**WORK REQUIRED**
Rewrite the lines from the one containing "feather in this photo." through the last line, changing "dove sculpture" to "bird statue" and leaving everything else the same.

**DATA ROWS**

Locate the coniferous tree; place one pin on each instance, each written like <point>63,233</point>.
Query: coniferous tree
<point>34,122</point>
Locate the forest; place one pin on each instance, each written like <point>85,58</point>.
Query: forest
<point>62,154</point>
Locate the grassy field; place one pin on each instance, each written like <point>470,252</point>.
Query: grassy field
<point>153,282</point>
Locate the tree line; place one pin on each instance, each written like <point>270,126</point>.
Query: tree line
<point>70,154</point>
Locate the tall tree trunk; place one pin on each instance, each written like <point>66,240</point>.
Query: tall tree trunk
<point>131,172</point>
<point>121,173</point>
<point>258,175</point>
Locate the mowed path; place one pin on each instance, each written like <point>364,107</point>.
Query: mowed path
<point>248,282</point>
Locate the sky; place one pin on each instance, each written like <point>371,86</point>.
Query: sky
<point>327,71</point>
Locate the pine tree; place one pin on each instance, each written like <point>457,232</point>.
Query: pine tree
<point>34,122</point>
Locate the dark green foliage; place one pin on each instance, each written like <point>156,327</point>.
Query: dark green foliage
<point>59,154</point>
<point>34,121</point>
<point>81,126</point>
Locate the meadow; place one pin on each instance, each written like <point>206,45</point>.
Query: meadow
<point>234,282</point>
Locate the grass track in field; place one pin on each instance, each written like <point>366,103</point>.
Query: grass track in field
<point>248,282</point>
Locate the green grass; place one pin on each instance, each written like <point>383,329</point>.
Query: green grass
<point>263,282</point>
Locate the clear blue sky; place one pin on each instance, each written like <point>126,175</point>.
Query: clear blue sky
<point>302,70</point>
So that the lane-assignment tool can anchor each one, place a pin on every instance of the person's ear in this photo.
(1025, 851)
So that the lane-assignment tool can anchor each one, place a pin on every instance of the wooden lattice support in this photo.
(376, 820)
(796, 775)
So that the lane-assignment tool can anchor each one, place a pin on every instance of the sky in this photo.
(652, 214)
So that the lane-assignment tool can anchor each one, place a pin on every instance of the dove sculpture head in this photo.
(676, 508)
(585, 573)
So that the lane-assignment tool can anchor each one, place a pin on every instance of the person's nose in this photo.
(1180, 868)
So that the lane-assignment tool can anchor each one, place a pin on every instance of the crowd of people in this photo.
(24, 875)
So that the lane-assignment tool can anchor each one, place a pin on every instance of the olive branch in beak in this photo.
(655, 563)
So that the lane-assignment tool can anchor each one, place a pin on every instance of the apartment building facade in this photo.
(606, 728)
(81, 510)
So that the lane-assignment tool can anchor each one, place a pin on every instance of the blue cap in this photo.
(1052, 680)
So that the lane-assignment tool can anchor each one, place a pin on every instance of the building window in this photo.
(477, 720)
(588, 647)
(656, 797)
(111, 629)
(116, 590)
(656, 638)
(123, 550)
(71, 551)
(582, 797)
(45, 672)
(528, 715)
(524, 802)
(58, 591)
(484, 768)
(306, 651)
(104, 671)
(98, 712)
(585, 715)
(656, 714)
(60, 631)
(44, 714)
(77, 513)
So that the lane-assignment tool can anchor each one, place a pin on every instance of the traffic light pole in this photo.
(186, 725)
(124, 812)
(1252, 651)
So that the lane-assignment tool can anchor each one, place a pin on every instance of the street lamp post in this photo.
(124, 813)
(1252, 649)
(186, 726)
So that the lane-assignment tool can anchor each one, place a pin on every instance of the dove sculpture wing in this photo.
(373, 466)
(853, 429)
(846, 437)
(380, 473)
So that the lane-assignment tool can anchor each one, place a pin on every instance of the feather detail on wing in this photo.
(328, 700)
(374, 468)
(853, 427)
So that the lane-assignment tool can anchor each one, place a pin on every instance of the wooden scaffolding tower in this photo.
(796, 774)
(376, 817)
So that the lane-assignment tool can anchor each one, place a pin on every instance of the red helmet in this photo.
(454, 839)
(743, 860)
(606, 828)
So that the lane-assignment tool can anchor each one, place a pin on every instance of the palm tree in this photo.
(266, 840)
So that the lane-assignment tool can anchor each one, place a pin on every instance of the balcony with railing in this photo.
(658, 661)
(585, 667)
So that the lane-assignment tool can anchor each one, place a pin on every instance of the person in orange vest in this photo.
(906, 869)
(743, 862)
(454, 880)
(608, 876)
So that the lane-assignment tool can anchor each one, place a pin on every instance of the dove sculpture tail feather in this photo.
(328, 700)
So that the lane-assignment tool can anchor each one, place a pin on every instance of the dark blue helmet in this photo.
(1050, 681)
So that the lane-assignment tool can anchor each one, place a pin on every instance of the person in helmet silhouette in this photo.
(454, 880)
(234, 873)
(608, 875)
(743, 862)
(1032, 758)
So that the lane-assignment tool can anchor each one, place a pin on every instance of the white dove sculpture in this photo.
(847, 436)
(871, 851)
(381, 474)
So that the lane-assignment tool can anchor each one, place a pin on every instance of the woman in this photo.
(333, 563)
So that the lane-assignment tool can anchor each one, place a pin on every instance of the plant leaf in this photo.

**ANSWER TO THE PROBLEM**
So that the lane-assignment tool can anchor each one, place a pin on every instance of the bird statue tail feather in this photo.
(328, 700)
So that the lane-assignment tool can anchor each one, place a pin on every instance of the dark blue helmet in this photo.
(1050, 681)
So that the lane-assignment tool can anchor each one, place a pin on every instance of the person in helmet silhouette in this photo.
(454, 880)
(234, 873)
(608, 875)
(743, 862)
(1032, 758)
So that the lane-assignment tool can anchor each one, place a pin on every instance of the white bird statue in this photo.
(847, 436)
(871, 851)
(381, 474)
So that the lane-assignment tool can anchor each one, place a pin on every instance of the woman in this photo.
(333, 563)
So that the lane-assignment tool can anchor each one, place a pin on every instance of the plant leaf in this photo.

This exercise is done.